**Dados:**
^^^^

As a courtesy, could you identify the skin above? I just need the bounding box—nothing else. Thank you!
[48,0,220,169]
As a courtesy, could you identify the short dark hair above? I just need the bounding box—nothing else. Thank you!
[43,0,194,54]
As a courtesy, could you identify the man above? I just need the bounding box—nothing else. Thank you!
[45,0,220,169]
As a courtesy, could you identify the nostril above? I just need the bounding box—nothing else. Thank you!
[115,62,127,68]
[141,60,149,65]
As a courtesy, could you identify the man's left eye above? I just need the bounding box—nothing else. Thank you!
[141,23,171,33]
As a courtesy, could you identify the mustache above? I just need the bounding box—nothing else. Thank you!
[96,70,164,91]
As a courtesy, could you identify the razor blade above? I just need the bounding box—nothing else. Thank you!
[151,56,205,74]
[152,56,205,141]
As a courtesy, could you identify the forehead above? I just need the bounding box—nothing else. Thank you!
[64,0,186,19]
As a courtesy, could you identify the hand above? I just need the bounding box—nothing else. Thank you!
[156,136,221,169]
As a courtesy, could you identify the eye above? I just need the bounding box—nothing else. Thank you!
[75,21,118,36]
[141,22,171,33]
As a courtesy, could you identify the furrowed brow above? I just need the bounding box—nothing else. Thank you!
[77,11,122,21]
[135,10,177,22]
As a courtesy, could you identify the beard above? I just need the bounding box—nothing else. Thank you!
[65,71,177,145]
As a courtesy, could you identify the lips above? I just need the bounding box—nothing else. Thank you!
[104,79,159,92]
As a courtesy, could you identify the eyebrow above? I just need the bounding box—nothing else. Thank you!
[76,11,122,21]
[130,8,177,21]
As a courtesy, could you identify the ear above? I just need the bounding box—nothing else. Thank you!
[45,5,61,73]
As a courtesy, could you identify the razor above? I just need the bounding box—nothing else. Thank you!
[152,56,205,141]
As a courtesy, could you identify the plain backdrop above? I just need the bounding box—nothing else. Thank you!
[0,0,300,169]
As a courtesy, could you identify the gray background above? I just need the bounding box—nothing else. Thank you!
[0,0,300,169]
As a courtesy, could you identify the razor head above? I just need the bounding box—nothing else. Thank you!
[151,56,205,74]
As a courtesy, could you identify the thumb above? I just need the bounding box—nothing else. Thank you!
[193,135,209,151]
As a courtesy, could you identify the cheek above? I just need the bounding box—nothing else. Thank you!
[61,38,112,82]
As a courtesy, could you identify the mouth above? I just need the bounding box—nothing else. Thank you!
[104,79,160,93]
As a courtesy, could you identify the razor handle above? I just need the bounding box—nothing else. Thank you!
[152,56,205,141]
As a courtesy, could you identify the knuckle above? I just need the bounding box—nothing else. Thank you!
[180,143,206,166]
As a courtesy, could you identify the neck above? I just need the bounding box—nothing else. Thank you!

^^^^

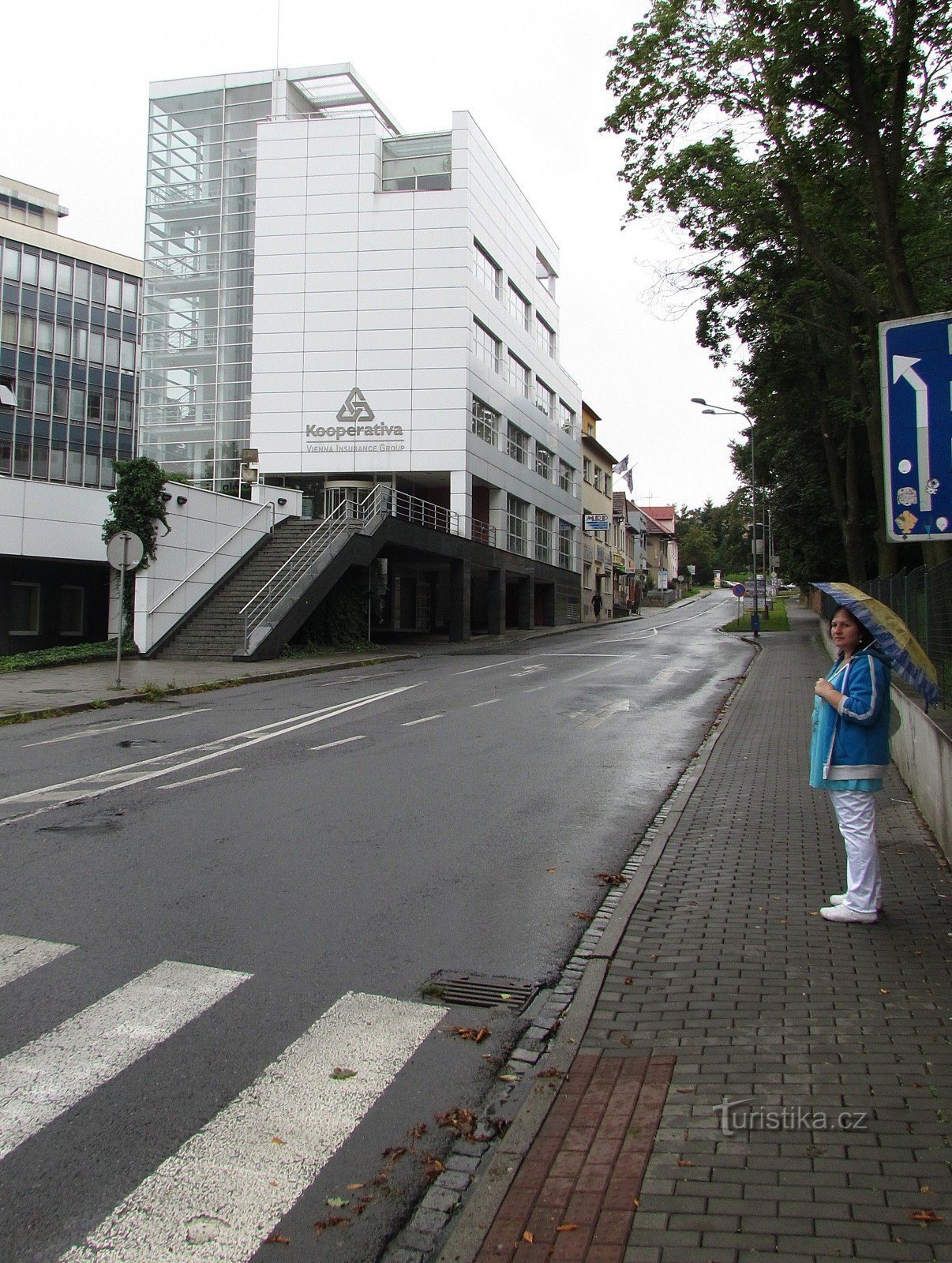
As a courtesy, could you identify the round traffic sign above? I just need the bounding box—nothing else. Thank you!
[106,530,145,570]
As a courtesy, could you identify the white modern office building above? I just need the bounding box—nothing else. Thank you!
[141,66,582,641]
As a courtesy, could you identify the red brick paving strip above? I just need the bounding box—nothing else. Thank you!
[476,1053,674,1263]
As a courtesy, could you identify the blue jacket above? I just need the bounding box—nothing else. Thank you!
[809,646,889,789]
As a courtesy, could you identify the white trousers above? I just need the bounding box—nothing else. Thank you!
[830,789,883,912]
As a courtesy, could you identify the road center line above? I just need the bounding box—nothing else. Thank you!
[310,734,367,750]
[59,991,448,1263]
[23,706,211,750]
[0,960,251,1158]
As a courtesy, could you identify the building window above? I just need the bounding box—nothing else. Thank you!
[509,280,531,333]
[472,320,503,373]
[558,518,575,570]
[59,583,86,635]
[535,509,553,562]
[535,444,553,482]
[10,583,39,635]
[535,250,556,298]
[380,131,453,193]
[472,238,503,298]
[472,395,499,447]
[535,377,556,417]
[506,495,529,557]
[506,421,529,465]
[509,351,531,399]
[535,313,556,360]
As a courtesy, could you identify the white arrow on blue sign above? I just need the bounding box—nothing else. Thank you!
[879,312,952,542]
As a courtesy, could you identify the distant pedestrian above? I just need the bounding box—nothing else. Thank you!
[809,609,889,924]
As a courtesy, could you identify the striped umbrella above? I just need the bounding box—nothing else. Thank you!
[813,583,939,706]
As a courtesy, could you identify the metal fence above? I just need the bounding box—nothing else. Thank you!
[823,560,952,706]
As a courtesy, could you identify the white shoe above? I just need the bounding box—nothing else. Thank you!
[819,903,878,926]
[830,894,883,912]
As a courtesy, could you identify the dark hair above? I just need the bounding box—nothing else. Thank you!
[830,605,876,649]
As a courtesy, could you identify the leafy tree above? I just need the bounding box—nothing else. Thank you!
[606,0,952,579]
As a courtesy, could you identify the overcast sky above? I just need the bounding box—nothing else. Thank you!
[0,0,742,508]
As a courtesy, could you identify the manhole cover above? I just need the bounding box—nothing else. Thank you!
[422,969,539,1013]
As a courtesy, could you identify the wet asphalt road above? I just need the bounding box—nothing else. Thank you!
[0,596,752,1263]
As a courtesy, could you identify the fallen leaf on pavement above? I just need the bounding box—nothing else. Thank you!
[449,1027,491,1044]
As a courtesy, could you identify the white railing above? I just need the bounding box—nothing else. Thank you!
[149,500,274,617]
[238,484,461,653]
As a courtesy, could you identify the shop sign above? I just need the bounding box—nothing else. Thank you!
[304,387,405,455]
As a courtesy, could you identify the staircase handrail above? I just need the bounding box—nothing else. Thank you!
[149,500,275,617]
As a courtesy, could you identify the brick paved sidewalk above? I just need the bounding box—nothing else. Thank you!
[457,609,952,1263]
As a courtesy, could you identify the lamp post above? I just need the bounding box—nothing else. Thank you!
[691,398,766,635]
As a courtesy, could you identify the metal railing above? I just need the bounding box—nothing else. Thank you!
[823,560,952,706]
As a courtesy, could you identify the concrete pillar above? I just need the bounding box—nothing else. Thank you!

^^^^

Por favor, transforme em uma lista JSON de strings as linhas dos dados que vão da que contém "As a courtesy, could you identify the skin" até a que contém "[45,0,220,169]", inclusive. Use uma string para cada linha e deixe de fora as linhas em branco.

[
  "As a courtesy, could you identify the skin above? I just need the bounding box—nothing else. Thank you!",
  "[48,0,220,169]",
  "As a courtesy, could you identify the short dark hair above? I just need the bounding box—nothing else. Thank you!",
  "[43,0,194,54]",
  "As a courtesy, could you identify the man above? I just need the bounding box—nothing else. Thank you!",
  "[45,0,220,169]"
]